#### TO DO:
In the records below, find the line containing "of the blonde"; give it again exactly, along with every line that follows, and nothing else.

(Records contained in a dataset)

------------------------------------------------------------------------

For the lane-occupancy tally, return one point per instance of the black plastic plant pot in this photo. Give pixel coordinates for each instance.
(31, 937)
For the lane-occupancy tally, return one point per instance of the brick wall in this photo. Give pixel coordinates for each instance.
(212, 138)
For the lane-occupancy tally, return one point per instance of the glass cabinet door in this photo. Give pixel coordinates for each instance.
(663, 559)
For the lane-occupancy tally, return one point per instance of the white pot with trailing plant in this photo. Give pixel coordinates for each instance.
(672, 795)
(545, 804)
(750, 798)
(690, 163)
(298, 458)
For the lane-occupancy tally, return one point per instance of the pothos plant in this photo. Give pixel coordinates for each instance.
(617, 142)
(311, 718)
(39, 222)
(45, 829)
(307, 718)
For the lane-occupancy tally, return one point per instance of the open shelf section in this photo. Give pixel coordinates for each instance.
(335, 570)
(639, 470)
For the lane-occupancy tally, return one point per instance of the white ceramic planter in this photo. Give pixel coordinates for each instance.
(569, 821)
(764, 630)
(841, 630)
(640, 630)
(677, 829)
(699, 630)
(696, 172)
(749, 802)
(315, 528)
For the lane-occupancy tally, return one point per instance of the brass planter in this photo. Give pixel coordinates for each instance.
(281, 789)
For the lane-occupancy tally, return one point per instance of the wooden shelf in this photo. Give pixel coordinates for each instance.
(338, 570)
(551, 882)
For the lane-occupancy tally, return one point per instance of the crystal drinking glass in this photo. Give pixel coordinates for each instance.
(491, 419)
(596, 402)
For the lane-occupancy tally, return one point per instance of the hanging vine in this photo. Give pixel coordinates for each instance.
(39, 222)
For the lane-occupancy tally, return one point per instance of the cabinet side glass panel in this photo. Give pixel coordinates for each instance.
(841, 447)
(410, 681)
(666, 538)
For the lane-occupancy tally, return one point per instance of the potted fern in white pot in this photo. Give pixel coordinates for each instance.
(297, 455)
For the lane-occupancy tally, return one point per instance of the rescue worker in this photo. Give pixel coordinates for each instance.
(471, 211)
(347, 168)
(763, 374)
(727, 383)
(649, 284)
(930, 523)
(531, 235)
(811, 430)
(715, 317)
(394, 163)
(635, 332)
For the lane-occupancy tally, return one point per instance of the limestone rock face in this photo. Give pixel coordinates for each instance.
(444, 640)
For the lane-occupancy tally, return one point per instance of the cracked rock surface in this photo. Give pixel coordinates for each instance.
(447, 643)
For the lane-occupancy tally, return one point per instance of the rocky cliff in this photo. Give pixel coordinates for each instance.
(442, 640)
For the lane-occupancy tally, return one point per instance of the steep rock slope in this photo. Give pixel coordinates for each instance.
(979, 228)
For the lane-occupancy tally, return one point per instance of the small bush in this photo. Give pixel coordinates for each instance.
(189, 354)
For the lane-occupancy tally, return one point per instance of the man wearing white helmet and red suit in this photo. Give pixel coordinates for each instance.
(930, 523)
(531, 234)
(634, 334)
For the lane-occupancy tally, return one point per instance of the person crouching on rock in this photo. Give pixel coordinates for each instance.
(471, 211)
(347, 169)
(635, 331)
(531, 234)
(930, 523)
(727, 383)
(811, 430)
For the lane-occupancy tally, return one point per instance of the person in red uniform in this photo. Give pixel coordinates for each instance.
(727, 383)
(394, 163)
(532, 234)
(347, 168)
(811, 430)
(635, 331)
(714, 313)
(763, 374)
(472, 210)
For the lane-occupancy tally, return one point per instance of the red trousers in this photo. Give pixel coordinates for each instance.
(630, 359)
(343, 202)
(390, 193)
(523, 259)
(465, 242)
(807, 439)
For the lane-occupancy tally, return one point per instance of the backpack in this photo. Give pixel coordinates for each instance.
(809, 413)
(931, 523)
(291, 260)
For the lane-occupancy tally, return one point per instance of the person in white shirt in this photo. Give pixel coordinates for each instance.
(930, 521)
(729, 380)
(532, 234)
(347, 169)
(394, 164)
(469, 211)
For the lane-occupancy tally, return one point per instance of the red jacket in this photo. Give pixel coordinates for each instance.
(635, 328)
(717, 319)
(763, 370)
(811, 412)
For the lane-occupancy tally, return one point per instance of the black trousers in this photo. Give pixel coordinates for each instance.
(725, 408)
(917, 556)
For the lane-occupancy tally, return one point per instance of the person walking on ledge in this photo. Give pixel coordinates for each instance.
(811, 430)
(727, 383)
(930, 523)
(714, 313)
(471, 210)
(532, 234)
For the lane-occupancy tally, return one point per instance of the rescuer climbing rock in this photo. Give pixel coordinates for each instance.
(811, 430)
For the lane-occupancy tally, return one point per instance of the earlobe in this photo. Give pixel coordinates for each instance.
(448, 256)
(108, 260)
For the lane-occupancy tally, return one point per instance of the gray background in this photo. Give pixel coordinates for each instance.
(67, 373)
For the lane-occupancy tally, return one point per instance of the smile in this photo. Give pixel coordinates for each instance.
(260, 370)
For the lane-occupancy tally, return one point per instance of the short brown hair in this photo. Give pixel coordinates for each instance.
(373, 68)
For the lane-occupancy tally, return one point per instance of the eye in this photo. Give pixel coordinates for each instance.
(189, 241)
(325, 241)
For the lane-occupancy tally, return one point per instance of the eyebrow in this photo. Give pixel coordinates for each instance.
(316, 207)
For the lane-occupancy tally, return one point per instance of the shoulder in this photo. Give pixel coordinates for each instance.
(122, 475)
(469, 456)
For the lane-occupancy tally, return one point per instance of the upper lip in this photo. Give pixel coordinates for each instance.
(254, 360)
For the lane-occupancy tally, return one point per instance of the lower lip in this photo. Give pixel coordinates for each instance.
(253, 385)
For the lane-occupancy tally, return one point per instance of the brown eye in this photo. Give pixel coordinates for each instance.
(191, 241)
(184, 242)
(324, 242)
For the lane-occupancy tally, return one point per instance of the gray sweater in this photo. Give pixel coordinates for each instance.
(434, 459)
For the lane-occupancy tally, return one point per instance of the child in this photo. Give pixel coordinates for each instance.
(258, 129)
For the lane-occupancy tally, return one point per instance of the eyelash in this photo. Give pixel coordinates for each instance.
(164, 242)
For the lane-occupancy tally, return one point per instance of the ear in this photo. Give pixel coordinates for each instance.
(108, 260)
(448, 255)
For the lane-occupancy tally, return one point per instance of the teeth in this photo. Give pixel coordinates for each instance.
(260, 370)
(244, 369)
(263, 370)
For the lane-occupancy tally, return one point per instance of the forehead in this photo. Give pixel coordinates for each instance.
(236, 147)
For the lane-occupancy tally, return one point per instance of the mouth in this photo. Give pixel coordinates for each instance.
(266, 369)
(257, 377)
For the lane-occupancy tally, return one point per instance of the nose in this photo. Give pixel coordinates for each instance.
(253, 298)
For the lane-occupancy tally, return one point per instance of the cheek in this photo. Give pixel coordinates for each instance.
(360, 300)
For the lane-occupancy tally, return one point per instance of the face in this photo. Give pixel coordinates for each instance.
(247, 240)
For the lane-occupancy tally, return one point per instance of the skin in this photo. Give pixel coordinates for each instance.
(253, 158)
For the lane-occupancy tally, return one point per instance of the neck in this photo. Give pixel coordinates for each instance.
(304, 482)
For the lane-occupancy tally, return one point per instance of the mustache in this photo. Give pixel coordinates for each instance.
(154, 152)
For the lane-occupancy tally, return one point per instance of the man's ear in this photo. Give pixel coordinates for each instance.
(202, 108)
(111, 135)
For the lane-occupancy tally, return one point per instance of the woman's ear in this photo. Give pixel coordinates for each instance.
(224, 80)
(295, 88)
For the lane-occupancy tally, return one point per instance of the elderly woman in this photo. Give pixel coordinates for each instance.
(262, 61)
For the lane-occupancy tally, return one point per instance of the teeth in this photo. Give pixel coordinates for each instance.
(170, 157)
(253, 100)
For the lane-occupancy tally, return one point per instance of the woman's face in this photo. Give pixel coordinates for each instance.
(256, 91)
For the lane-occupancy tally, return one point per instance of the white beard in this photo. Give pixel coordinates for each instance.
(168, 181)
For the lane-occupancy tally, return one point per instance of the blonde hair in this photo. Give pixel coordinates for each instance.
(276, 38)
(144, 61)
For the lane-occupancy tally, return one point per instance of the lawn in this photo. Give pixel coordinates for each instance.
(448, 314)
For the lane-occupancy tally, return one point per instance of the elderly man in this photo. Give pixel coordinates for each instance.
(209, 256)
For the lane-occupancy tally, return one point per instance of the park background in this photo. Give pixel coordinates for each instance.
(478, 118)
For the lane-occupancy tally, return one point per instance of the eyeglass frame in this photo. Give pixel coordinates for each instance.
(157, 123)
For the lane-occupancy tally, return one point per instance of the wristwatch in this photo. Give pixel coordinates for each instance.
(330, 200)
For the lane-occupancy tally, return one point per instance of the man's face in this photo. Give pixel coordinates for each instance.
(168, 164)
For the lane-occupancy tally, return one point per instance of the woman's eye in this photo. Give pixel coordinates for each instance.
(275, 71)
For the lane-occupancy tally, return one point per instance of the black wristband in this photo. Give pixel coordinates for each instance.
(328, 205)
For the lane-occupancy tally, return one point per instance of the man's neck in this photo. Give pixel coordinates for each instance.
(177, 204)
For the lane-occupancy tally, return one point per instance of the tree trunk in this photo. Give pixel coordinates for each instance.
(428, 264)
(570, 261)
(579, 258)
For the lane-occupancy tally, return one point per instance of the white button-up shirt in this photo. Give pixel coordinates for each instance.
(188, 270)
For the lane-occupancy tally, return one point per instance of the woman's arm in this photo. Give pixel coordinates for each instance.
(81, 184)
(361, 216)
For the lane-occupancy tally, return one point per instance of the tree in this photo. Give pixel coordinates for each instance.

------------------------------------------------------------------------

#### RESPONSE FOR THIS EXERCISE:
For the lane-occupancy tally, return one point per instance of the blonde hair in this photo. Give pixel coordinates for each instance.
(276, 38)
(144, 61)
For the lane-occupancy tally, return one point per instance of the lawn in this photo. Give pixel coordinates for each instance.
(448, 314)
For the lane-occupancy tally, return one point per instance of the elderly man in this photo. Give pixel coordinates for each instance.
(209, 256)
For the lane-occupancy tally, return one point per instance of the park background in this photo. Give pixel coordinates for each instance.
(478, 118)
For the lane-occupancy tally, return one point per instance of the eyeglass frame in this photo. Give pixel coordinates for each instance.
(157, 123)
For the lane-occupancy tally, return one point per instance of the wristwatch in this photo. Give pixel coordinates for each instance.
(330, 200)
For the lane-occupancy tally, return one point per instance of the man's face in this photo. Give pixel coordinates for each instance.
(168, 164)
For the lane-occupancy tally, return one point per instance of the woman's eye in this photo. Give pixel coordinates for each instance.
(275, 71)
For the lane-occupancy tally, return one point per instance of the black wristband in this photo. Give pixel coordinates for each instance.
(328, 205)
For the lane-occupancy tally, return one point per instance of the man's neck in this photo. Give pixel coordinates for each instance.
(177, 204)
For the lane-occupancy tally, return one point per instance of the tree trunk in this photo. Give pixel coordinates for each instance.
(428, 264)
(570, 261)
(579, 258)
For the lane-occupancy tally, return one point per instance of the white button-up shirt in this photo. Give pixel coordinates for each instance.
(188, 270)
For the lane-occupancy tally, return one point per instance of the woman's arm in this photo. Give pixel coordinates for each instance.
(81, 184)
(361, 216)
For the lane-occupancy tally, return one point per instance of the tree in this photo. Give pixel coordinates for each instance.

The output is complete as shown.